[Start Passage to read]
To complete the tutorial, you'll want your own copy of the code to edit and deploy. The easiest way to do this without installing anything on your machine is to deploy the app to Bluemix. For more information, see the video Deploy an IBM Graph app to Bluemix.

To deploy the app:

  1. Click the following button:
  2. If you are not already authenticated at Bluemix, you might be prompted to do so.
  3. Click Deploy when the button enables. Bluemix will load the code into a Git repo, create an IBM Graph instance that your app will use, and deploy the app to Bluemix.
  4. Click the Delivery Pipeline tile so you can watch the app deploy.
  5. After the Deploy Stage has passed, return to the Toolchain.
  6. Click View app.
  7. The home page shows that no prints are currently available for sale. Click <for developers> and then Insert the sample data. It might take a minute or two for the data to insert.
  8. When the app indicates the sample data has been created, click Lauren's Lovely Landscapes in the top navigation bar.
  9. Notice the prints listed on the home page. Your app is successfully deployed!

Take a few minutes to explore the app. Register as a new user and order a print. Navigate to the <for developers> page to see the schema diagram as well as the data stored in the graph.

Explore the code and existing CRUD operations

In this section, you'll explore the code behind Lauren's Lovely Landscapes to see how the app performs the CRUD (Create, Read, Update, and Delete) operations. As you'll see below, the app POSTs queries to the Gremlin API using the Gremlin graph traversal language to tell Graph what to create, read, update, and delete.

Bonus: To see how the app uses the Graph APIs to create the schema and indexes, watch Create and Traverse an IBM Graph Database.

Open the code

When you deployed the app to Bluemix, a copy of the Lauren's Lovely Landscapes code was automatically put in a project for you. In this section, you'll open the code in the Bluemix web IDE so you can browse the code in the sections below:

  1. Navigate to Bluemix.net.
  2. Log in (if you are not already authenticated).
  3. On the dashboard for your apps, locate the row with the Lauren's Lovely Landscapes app and click it.
    Hint: Be sure to click the name of your app and not the route.
  4. The app page opens in Bluemix.
  5. Scroll down until you see the Continuous delivery tile.
  6. Click the View toolchain button.
  7. Click the Eclipse Orion Web IDE tile. The web IDE opens with your project's code.

Session API

To make requests to the Graph API, you need to authenticate. One option is to send your credentials with every request. A better, faster option is to use the session API to generate a unique session token to use in later requests as your form of authentication.

Lauren's Lovely Landscapes uses the latter option of generating a unique session token. Let's explore:

  1. In the file navigation pane of the web IDE, click constants.py to open it.
  2. Note that the code between lines 23 and 31 accesses the credentials stored in VCAP_SERVICES to acquire the apiURL, username, and password from Bluemix. These credentials are used later to authenticate and get your session token.
    Hint: if you choose to deploy your app locally instead of on Bluemix, follow the instructions in the code around line 11 to manually set the API_URL, USERNAME, and PASSWORD.
[End Passage to read]
[Start Entries shown]
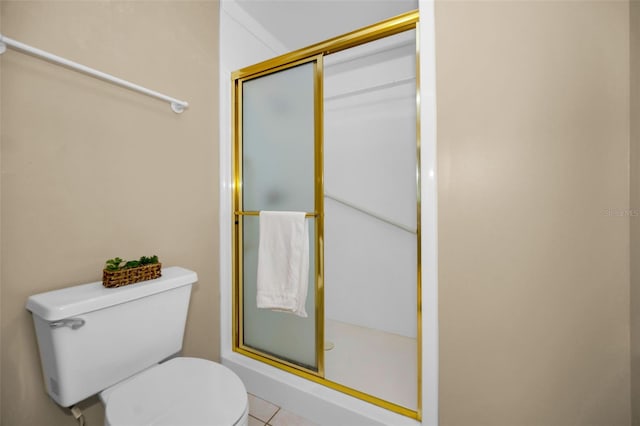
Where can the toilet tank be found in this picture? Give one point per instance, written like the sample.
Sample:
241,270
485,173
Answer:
91,337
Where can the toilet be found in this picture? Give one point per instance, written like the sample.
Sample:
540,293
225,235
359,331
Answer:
122,344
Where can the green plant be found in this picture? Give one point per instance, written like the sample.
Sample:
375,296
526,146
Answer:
117,263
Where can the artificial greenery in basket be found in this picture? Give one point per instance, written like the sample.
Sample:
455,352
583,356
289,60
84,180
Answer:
118,272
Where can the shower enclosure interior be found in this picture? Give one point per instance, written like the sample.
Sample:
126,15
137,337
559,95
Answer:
331,130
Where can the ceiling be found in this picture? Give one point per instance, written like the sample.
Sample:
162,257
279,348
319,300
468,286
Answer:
300,23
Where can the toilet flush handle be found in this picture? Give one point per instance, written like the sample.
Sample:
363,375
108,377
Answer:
74,323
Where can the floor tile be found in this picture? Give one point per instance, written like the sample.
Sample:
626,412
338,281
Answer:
261,409
255,422
287,418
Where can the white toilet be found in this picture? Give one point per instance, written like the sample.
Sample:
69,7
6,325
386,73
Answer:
113,341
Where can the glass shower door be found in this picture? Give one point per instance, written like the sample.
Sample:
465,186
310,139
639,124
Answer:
277,162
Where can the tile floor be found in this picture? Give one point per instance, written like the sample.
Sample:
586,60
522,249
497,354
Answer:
264,413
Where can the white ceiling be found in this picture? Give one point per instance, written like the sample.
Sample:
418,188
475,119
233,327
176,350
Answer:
300,23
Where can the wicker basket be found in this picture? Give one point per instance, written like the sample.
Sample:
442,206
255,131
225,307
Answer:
131,275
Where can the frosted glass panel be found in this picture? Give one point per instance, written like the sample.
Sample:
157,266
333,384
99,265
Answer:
278,142
286,336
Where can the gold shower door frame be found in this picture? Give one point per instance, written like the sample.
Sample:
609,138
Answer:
314,54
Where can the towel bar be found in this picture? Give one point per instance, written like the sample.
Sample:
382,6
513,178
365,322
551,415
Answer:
251,213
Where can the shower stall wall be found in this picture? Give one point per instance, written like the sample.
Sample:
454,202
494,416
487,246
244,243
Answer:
331,130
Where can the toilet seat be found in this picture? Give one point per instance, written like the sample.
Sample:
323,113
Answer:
182,391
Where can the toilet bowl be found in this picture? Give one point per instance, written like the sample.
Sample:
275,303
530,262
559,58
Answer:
115,342
182,391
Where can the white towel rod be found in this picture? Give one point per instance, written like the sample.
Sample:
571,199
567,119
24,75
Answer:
176,105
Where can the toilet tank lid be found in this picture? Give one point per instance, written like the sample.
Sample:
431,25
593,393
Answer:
81,299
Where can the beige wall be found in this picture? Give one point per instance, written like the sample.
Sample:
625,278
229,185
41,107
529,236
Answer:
533,140
92,171
635,208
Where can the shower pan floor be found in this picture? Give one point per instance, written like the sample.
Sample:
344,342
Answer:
375,362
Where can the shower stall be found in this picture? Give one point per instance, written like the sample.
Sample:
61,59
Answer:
333,130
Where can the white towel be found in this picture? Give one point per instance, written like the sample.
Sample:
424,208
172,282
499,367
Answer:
283,262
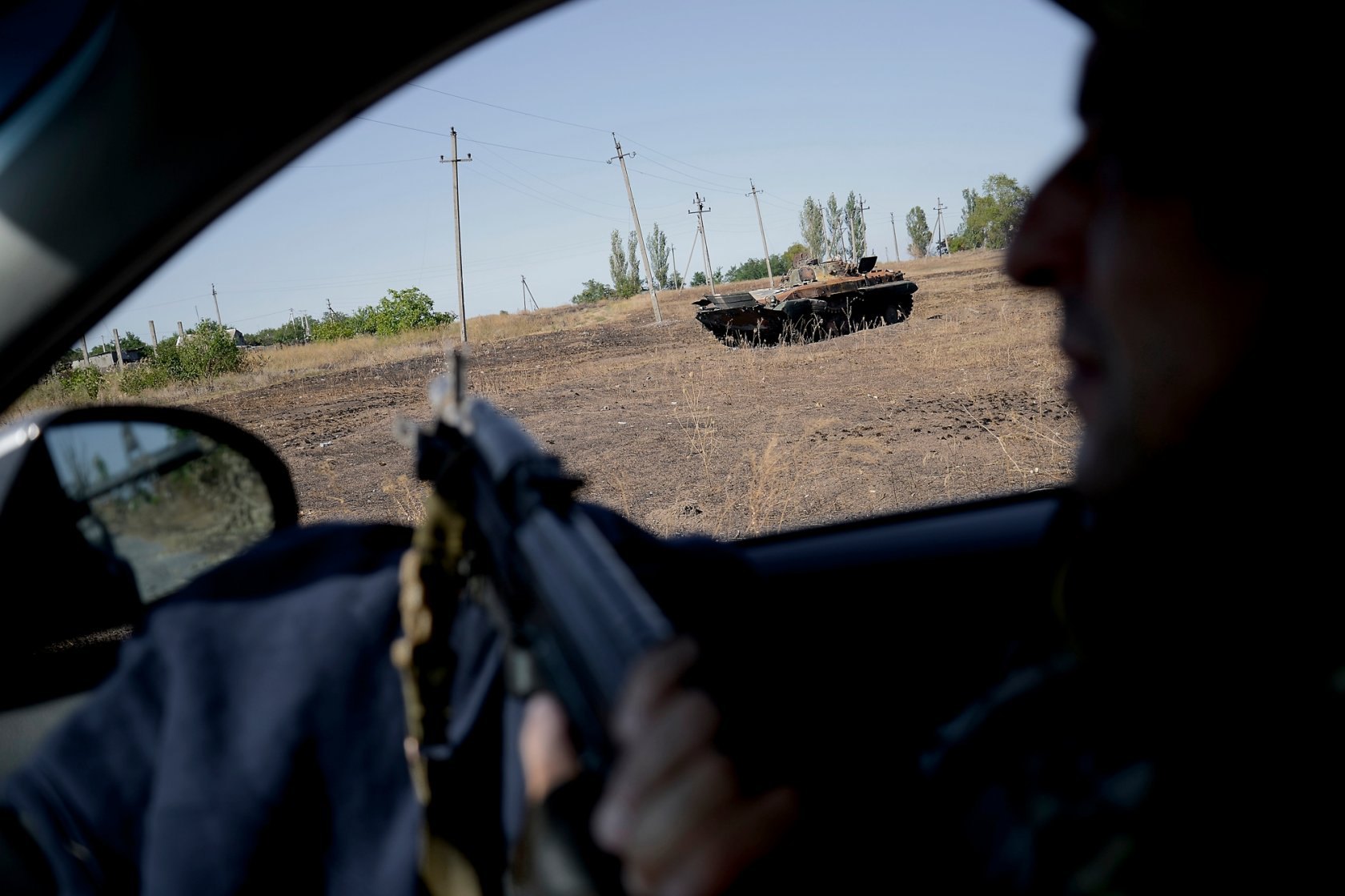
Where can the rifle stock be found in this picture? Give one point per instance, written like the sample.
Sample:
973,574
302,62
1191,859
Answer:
553,580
[End Entries shown]
* **Directives**:
(1) In the IBM Graph tutorial, which file do you click in the web IDE's file navigation pane to see how the app gets its credentials?
(2) Rewrite the IBM Graph tutorial, everything from "Hint: Be sure" down to "your project's code.", with "View toolchain" replaced by "Open toolchain".
(3) Carry on the IBM Graph tutorial past its final sentence.
This data was drawn from a separate source.

* **Answer list**:
(1) constants.py

(2)
Hint: Be sure to click the name of your app and not the route.
  4. The app page opens in Bluemix.
  5. Scroll down until you see the Continuous delivery tile.
  6. Click the Open toolchain button.
  7. Click the Eclipse Orion Web IDE tile. The web IDE opens with your project's code.

(3)
  3. In the file navigation pane of the web IDE, click graph.py to open it.
  4. In graph.py, locate the updateToken() function around line 400. This function makes a request to the Session API, sending over the username and password that were acquired in constants.py. The response from the session API includes the unique token needed for authentication in later requests to the Graph API. The function adds the token to the headers. Note that this is the only function that uses constants.USERNAME and constants.PASSWORD. All other calls use the unique session token.
  5. While still in graphy.py, locate the post() function around line 11 and the get() function around line 19. These functions handle GET and POST requests to the Graph API. Note that if these functions receive a 401 error response (because the token expires) or a 403 error response (because the credentials have been invalidated), the functions automatically makes a request to update the token.
  6. Remaining in graphy.py, locate the getAllPrints() function around line 27. This function gets all of the prints stored in the graph. Note that this function (as do all of the other functions in this file that make GET requests to the Graph API) calls the post() function we just explored. The getAllPrints() function doesn't bother with authentication or headers; it simply focuses on the API call and the response.

For more details on the Session API, see the IBM Graph Documentation.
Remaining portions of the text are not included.